**BRIEF A:**
For each statement below, answer yes or no depending on whether it agrees with the setup guide, and quote the words that decide it: (i) the all-MiniLM-L6-v2 model of about 90 MB downloads on its own the first time the app runs; (ii) indexing a new ZIP keeps the earlier index; (iii) Top-K retrieves 10 chunks by default.
**BRIEF B:**
In the setup guide, rewrite the paragraph that begins "Type a natural language question" more briefly, keeping its main facts.

**DOCUMENT TEXT:**
========

1. Clone / download the project

cd devdocs-ai

2. Create virtual environment

python -m venv venv
source venv/bin/activate        # Linux/macOS
# venv\Scripts\activate         # Windows

3. Install dependencies

pip install -r requirements.txt

First run will download the all-MiniLM-L6-v2 model (~90 MB) automatically.

4. Set your OpenAI API key

cp .env.example .env
# Edit .env and set OPENAI_API_KEY=sk-...

Or export directly:

export OPENAI_API_KEY="sk-your-key-here"

5. Launch the app

python app.py

Open http://localhost:7860 in your browser.

Usage Guide

Tab 1 — Index Repository

Click Upload ZIP file and select your repository archive.
Click 🚀 Index Repository.
Wait for the status message — indexing is one-time per repository.

Re-indexing a new ZIP clears the previous index automatically.

Tab 2 — Ask Questions

Type a natural language question.
Configure retrieval options:
- Top-K: number of chunks to retrieve (default 5)
- Use MMR: diversity-aware retrieval (avoids redundant chunks)
- Use query rewriting: expands abbreviations before retrieval
- Run evaluation: computes all metrics (costs 1 extra LLM call)
Click 🔍 Ask.
View the Answer, Retrieved Chunks, and Metrics Panel.

Tab 3 — Compare Modes

Run both Similarity and MMR retrieval side-by-side for the same question to compare answer quality and chunk diversity.

Configuration Reference

All parameters are in config.py:

Parameter	Default	Description
`EMBEDDING_MODEL`	`all-MiniLM-L6-v2`	HuggingFace sentence-transformer model
`CHUNK_SIZE`	`400` tokens	Target chunk size
`CHUNK_OVERLAP`	`60` tokens	Overlap between consecutive chunks
`DEFAULT_TOP_K`	`5`	Chunks retrieved per query
`MMR_FETCH_K`	`20`	Candidate pool size for MMR
`MMR_LAMBDA_MULT`	`0.5`	MMR diversity/relevance balance (0–1)

========

**GIVEN DATA:**
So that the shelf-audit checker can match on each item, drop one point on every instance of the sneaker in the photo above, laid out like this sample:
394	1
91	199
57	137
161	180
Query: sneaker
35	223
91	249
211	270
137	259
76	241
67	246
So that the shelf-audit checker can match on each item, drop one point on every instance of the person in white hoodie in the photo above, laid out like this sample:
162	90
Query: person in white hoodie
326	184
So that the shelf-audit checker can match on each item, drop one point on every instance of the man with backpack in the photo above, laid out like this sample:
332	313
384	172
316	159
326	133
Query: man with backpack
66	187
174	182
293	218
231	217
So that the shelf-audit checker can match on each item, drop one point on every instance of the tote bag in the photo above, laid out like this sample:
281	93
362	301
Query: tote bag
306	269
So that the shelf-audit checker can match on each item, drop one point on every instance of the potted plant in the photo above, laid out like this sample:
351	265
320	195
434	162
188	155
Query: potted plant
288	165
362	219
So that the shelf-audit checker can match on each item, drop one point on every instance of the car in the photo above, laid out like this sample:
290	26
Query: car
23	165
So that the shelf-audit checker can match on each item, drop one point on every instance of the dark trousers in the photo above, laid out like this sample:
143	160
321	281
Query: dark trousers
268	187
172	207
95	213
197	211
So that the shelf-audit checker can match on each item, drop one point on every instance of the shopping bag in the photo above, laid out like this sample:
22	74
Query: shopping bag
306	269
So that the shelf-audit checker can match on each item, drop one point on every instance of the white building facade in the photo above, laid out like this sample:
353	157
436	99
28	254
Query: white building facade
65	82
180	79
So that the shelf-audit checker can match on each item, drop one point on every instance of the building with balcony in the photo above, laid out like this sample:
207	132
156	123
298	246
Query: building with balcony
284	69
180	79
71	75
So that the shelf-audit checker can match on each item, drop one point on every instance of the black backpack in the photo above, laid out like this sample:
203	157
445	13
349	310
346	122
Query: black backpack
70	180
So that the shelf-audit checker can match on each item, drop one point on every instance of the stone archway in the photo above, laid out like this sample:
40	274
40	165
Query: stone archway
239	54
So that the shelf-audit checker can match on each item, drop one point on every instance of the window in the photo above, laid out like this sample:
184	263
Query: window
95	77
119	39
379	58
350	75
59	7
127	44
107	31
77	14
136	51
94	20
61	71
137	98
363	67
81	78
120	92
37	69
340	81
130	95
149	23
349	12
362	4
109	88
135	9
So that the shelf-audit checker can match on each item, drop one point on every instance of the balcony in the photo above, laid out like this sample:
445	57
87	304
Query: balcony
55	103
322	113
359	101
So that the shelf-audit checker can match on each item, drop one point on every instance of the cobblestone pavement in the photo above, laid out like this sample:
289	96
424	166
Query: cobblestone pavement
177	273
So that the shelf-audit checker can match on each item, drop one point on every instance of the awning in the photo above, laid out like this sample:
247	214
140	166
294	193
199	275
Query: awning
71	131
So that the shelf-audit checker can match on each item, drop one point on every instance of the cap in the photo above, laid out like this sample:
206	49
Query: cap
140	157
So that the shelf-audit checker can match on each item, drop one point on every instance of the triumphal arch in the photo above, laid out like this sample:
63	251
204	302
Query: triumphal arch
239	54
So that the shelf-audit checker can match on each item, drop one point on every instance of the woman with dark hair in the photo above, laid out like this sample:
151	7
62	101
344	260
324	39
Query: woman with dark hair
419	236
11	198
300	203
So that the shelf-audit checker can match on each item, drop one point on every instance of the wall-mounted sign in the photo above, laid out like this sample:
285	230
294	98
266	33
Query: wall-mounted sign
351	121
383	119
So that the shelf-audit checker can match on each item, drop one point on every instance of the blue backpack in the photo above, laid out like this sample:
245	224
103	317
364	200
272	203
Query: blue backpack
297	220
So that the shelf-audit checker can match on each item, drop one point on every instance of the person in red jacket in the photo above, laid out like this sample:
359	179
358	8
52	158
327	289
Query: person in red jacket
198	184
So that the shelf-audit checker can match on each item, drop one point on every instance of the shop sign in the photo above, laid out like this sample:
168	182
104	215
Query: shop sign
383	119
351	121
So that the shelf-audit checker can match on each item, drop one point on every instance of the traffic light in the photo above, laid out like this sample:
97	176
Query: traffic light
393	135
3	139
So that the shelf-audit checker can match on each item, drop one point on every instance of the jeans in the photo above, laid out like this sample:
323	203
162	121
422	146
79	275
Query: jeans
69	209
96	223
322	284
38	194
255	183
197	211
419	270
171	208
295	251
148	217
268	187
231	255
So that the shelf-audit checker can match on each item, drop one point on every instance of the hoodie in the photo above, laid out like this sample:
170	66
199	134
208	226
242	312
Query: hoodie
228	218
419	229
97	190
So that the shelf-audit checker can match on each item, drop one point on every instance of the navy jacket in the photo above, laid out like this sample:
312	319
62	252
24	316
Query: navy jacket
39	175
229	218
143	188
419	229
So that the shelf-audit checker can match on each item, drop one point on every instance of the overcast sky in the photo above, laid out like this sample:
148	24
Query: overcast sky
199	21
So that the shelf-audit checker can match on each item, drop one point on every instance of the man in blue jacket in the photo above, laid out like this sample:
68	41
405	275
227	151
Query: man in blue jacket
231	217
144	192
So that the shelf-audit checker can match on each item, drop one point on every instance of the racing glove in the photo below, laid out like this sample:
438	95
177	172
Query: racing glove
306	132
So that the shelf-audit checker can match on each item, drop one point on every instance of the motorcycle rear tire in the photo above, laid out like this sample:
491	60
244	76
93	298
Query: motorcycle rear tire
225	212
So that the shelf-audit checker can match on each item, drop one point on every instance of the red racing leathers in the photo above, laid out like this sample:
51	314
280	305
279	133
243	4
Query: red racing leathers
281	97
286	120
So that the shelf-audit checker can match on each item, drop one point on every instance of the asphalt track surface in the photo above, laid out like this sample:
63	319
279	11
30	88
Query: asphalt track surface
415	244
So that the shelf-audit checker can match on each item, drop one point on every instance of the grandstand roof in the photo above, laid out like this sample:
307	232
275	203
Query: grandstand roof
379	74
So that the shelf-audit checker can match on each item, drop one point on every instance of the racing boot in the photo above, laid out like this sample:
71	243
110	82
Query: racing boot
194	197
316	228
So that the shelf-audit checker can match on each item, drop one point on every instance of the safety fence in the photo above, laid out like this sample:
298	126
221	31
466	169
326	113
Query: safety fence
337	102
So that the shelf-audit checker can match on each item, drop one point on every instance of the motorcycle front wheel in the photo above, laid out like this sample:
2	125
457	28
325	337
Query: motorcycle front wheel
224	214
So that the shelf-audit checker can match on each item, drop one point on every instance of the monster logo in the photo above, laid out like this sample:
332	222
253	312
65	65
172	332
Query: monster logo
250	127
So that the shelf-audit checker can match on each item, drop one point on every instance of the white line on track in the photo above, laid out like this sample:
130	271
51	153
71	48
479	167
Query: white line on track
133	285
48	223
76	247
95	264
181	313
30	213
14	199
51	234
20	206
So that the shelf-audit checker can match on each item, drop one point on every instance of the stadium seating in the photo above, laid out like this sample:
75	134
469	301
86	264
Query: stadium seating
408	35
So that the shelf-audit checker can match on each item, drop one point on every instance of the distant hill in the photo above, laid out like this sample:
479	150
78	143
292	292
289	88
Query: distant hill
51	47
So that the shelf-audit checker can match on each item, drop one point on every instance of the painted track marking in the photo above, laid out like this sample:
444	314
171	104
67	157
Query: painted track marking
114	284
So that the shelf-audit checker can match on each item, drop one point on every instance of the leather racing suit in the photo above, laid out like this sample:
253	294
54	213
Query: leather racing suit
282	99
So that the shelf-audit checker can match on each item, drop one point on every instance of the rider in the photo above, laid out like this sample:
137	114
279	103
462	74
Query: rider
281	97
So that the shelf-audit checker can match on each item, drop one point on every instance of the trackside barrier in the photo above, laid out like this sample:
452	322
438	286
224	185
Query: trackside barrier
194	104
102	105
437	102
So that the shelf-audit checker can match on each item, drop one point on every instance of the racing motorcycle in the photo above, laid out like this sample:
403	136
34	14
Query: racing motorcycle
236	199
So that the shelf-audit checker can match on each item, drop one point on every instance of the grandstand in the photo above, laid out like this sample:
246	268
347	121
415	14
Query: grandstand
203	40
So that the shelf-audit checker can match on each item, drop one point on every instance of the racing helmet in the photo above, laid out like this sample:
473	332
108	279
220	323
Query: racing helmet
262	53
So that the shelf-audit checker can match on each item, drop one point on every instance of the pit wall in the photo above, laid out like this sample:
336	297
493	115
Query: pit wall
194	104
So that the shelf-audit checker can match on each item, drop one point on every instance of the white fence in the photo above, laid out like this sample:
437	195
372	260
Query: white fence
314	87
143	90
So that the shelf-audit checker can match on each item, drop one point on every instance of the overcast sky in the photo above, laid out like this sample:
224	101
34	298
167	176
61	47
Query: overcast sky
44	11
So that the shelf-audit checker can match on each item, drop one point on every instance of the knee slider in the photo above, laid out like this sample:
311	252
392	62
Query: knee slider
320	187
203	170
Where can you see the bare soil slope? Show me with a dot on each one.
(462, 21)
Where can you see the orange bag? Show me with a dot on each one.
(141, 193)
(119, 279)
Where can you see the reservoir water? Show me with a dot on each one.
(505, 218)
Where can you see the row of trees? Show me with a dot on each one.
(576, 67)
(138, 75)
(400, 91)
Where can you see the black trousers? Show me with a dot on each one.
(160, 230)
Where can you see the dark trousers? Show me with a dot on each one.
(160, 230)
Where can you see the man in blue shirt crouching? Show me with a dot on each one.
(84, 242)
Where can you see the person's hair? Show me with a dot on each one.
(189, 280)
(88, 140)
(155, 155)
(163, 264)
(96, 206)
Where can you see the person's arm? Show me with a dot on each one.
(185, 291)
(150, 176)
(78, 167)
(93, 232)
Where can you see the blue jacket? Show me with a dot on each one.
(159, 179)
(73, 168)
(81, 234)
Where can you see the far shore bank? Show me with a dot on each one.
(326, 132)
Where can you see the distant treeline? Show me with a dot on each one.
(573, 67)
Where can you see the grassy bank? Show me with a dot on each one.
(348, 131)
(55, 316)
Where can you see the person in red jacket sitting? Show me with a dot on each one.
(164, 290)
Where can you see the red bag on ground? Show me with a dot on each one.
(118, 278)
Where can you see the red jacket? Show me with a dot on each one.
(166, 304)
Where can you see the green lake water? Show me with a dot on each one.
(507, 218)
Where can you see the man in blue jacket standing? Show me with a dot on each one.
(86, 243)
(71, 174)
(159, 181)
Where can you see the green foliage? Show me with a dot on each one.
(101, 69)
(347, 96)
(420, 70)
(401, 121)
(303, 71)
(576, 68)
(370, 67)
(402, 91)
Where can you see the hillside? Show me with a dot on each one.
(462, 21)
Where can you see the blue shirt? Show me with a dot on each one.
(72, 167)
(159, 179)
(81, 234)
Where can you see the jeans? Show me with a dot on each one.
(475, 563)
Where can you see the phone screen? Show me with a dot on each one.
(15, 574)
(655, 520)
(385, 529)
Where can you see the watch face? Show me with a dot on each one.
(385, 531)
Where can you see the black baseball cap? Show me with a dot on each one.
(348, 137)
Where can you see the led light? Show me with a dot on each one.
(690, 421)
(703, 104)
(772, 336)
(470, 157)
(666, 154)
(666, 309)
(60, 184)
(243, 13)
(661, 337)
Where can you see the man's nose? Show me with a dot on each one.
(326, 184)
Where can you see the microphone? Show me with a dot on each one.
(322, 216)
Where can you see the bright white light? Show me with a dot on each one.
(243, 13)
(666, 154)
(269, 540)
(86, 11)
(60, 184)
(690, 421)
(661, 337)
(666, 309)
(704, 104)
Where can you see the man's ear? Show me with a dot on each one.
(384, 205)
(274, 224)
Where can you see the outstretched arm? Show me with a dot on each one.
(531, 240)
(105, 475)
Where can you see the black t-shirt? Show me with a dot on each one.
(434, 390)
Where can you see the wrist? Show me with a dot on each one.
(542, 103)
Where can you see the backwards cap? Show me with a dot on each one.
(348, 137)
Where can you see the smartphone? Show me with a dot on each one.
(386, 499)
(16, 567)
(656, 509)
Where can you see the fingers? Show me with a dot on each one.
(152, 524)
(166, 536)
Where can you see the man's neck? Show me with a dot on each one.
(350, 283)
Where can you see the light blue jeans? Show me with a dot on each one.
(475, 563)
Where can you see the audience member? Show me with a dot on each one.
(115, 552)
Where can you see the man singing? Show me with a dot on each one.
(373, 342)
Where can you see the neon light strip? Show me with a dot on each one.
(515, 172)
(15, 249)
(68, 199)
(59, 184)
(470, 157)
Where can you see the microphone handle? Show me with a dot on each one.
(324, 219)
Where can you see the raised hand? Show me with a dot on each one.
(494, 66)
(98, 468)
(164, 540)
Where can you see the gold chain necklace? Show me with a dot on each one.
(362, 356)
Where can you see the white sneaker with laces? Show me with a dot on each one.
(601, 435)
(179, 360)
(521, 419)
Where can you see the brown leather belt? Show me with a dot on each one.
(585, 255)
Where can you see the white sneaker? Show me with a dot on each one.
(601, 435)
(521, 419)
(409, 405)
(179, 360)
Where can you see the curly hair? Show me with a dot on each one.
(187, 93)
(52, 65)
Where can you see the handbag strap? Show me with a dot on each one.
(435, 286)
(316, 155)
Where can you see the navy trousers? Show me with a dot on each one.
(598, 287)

========

**WORKED SOLUTION A:**
(i) Yes: "First run will download the all-MiniLM-L6-v2 model (~90 MB) automatically."
(ii) No: "Re-indexing a new ZIP clears the previous index automatically."
(iii) No: "Top-K: number of chunks to retrieve (default 5)"

**WORKED SOLUTION B:**
Type a plain-language question and set the retrieval options:
- Top-K: chunks to retrieve (default 5)
- MMR: diverse retrieval that avoids redundant chunks
- Query rewriting: expands abbreviations first
- Evaluation: computes all metrics for 1 extra LLM call

Then click 🔍 Ask and review the Answer, Retrieved Chunks, and Metrics Panel.